● **TASK STATEMENT**
Only the number is wanted: how many lines of these entries contain the word "pink"?

● **DATA RECORDS**
- - - -
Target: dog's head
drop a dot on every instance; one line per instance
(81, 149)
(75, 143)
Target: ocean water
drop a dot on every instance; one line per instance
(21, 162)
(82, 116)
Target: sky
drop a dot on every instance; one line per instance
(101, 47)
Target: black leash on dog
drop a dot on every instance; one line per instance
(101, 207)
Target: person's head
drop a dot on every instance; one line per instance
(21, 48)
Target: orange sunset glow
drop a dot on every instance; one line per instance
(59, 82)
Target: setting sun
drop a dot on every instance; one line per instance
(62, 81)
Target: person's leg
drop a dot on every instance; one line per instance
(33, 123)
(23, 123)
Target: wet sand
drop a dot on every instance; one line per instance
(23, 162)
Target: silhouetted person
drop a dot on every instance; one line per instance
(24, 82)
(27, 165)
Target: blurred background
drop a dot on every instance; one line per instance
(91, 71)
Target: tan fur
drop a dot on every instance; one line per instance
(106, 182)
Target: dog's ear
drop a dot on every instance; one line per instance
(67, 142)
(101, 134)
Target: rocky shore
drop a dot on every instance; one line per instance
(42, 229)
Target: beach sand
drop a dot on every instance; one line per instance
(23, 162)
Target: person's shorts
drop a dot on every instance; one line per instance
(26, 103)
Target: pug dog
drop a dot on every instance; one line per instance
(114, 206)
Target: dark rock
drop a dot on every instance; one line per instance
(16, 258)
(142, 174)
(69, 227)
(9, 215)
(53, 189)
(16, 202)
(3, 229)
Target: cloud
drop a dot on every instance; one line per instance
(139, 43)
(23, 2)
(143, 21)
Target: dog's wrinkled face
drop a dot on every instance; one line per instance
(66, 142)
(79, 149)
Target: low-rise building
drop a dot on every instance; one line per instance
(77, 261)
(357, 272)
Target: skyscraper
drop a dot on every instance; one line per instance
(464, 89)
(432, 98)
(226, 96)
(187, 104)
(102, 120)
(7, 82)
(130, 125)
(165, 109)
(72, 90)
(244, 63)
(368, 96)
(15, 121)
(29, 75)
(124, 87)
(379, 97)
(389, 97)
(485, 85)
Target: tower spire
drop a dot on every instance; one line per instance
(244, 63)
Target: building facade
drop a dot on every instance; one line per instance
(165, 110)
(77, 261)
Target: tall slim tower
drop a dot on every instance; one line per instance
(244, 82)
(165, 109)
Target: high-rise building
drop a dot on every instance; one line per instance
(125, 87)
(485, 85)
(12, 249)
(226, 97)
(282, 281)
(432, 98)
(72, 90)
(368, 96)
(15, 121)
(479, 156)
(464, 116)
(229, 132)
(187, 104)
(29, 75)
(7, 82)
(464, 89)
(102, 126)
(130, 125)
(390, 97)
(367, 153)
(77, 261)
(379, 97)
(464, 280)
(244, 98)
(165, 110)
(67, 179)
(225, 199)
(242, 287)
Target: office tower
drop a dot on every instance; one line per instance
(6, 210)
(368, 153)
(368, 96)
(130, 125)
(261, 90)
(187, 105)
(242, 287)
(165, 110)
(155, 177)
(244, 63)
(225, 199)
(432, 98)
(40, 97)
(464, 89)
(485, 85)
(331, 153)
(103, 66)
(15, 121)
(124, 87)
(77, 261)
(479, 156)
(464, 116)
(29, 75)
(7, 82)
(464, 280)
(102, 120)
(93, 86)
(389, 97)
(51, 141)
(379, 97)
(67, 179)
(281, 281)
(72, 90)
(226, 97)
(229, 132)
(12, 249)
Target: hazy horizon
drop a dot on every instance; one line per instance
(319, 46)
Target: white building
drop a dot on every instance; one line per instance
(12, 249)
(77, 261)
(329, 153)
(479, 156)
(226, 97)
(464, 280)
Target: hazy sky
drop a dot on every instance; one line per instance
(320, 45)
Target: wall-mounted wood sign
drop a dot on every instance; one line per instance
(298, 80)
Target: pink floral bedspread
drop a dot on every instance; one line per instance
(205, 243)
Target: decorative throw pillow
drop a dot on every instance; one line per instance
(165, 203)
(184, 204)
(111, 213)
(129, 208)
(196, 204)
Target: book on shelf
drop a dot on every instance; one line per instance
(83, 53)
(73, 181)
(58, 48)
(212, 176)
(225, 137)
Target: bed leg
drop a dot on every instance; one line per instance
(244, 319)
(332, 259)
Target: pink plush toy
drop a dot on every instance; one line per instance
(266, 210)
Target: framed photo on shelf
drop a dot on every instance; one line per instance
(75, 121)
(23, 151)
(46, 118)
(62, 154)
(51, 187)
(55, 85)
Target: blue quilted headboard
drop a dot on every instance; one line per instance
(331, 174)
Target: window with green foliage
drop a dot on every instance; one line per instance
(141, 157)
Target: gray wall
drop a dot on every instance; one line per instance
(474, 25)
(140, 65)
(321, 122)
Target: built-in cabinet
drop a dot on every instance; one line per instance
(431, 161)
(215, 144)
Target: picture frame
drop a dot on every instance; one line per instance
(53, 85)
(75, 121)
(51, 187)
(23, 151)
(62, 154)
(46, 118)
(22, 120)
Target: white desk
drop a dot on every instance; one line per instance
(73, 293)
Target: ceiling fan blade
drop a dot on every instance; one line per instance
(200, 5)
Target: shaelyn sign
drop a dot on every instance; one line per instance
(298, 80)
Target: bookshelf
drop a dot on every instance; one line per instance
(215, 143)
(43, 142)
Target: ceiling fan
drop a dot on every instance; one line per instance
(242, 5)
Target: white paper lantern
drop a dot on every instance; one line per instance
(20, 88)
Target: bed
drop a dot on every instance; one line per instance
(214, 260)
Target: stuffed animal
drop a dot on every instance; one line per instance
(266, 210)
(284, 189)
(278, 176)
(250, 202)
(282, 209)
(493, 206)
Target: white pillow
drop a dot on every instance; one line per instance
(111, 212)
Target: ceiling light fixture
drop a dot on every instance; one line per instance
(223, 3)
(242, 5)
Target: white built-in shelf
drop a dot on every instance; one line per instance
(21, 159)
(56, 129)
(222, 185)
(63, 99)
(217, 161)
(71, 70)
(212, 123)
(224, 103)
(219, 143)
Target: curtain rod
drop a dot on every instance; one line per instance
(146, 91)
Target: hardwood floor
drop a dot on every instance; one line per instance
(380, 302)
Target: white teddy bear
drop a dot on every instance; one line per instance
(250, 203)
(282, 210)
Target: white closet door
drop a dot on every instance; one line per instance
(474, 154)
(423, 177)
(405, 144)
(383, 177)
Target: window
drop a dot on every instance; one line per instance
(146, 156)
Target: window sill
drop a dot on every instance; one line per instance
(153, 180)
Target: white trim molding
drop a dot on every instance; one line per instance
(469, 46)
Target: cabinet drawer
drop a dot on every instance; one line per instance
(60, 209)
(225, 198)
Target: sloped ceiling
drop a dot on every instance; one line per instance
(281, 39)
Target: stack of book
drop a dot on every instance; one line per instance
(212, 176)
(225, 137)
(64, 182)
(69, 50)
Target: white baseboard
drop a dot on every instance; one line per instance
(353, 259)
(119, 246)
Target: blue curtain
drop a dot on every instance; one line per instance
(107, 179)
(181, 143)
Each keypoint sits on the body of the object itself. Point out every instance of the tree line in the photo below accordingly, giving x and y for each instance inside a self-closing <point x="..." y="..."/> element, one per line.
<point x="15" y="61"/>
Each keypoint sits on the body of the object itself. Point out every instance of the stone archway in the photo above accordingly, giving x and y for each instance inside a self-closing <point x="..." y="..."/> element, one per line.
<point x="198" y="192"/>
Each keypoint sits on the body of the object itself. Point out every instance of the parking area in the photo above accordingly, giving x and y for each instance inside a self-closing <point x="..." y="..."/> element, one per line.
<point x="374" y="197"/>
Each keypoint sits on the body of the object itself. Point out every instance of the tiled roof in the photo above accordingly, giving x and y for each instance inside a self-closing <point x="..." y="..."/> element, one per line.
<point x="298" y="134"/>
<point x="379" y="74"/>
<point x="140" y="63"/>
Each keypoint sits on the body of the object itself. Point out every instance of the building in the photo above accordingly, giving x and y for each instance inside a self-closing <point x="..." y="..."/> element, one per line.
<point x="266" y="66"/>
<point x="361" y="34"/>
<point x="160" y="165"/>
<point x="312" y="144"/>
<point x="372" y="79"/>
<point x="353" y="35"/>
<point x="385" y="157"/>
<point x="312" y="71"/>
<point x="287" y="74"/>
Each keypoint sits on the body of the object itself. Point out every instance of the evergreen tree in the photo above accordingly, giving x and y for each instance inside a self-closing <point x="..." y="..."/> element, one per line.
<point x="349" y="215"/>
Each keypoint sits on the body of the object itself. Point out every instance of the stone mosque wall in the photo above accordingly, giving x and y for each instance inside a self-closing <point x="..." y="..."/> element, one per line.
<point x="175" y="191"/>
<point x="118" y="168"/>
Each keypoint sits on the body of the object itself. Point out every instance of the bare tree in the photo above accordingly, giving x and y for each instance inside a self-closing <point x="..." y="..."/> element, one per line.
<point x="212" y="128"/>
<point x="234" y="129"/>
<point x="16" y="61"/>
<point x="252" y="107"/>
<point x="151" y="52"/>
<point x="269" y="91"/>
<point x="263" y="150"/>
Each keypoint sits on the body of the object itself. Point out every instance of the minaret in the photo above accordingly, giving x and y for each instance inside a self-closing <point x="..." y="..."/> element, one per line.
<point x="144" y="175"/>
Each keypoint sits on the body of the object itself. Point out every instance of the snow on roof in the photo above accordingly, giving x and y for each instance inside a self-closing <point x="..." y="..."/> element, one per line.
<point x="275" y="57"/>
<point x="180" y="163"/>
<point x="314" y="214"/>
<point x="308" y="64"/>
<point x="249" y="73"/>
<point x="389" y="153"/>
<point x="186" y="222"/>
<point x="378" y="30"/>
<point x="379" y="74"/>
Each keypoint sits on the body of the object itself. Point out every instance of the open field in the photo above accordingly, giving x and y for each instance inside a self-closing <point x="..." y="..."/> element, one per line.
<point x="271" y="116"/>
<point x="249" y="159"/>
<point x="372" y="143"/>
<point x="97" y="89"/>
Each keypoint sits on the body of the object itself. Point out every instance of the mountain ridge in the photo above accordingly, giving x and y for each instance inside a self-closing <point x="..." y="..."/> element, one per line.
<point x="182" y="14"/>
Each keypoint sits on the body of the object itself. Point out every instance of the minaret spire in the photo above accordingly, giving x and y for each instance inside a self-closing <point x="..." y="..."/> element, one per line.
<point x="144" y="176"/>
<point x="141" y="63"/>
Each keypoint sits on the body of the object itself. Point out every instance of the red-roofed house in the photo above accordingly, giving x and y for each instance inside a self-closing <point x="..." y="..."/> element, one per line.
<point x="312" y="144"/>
- - - -
● **RESPONSE TO THE EXERCISE**
2